___ Excerpt provided
I don't think it was even that, no one knew he had been xrayed particularly, the commentators on NBC live were talking about another horse with a hairline fracture, that got written down on NBCs website without the other horse bit - ta da it must be true!


----------



## OLDGREYMARE (13 August 2016)

I believe it is the French showjumper Ryan that has a hairline fracture of his hock so has been withdrawn.


----------



## honetpot (13 August 2016)

I think the things got even more muddied because he had excessive salivation, and his tongue stuck out.
http://www.hippofoto.be/portfolio/G0000xEK.G446Keo/I0000Q0q1pvBCosE


----------



## Bessi (13 August 2016)

He didn't have his tongue stuck out during the test that I could see but was frothed up excessively on one side of his mouth, as soon as she retired and dropped the rains he began sticking his tongue out (which is when I think that photo was taken as there is no rein contact at al). Its all been massively blown out of control on Facebook which is a real shame and quite detrimental to the campaign to keep horse sports in the olympics.


----------



## Lexi_ (13 August 2016)

Balanced out by the very positive coverage elsewhere though, hopefully! This popped up on my Twitter timeline and both the person who shared it and the original source site are very non-horsey.

http://www.goodhousekeeping.com/life/news/a39905/olympic-athlete-dropped-out-save-her-horse/


----------
______
___ Records provided
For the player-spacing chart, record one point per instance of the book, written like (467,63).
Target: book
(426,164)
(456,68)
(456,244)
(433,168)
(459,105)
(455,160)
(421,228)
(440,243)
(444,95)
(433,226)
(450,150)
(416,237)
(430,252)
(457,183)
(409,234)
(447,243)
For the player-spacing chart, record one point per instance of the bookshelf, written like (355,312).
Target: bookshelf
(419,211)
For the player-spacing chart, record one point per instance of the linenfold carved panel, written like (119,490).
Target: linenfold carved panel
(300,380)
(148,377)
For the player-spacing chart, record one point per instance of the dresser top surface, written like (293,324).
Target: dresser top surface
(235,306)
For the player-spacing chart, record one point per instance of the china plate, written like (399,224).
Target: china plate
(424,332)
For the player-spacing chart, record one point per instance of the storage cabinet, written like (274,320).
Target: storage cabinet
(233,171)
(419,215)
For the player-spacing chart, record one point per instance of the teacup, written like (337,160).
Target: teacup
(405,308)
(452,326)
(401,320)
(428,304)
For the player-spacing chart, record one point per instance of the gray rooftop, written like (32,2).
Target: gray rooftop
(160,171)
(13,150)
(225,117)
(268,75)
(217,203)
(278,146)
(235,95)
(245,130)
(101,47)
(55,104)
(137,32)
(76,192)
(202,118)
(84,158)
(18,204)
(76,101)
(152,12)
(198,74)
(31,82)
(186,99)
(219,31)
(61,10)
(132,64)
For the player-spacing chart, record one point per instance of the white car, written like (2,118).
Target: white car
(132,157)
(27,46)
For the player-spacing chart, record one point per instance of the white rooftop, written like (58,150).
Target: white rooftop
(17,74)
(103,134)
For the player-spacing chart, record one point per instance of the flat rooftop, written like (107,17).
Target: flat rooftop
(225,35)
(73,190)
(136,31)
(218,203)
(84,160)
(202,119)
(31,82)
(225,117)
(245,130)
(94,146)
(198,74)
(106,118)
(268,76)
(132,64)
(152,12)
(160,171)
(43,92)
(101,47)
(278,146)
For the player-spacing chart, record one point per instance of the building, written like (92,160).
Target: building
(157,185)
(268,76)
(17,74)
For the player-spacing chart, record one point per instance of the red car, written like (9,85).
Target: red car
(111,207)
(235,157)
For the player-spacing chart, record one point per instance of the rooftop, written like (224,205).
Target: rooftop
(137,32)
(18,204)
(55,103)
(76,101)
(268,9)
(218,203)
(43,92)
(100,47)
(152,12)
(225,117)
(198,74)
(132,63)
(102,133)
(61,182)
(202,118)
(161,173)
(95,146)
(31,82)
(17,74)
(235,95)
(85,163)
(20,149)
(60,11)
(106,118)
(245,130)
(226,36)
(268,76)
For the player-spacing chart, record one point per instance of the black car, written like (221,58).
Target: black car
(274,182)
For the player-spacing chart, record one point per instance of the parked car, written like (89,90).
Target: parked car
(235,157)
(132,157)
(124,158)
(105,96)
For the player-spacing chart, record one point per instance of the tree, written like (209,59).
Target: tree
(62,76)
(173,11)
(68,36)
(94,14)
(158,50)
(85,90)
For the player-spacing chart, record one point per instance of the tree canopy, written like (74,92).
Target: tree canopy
______
## Set exercise 1
Please reproduce the stretch of the horse forum thread from "## Bessi (13" through "in the olympics.".
## Set exercise 2
In the horse forum thread, which horse is said to have a hairline fracture of the hock?
The lines have nothing to do with the forum thread.

## Worked answer 1
## Bessi (13 August 2016)

He didn't have his tongue stuck out during the test that I could see but was frothed up excessively on one side of his mouth, as soon as she retired and dropped the rains he began sticking his tongue out (which is when I think that photo was taken as there is no rein contact at al). Its all been massively blown out of control on Facebook which is a real shame and quite detrimental to the campaign to keep horse sports in the olympics.

## Worked answer 2
The French showjumper Ryan.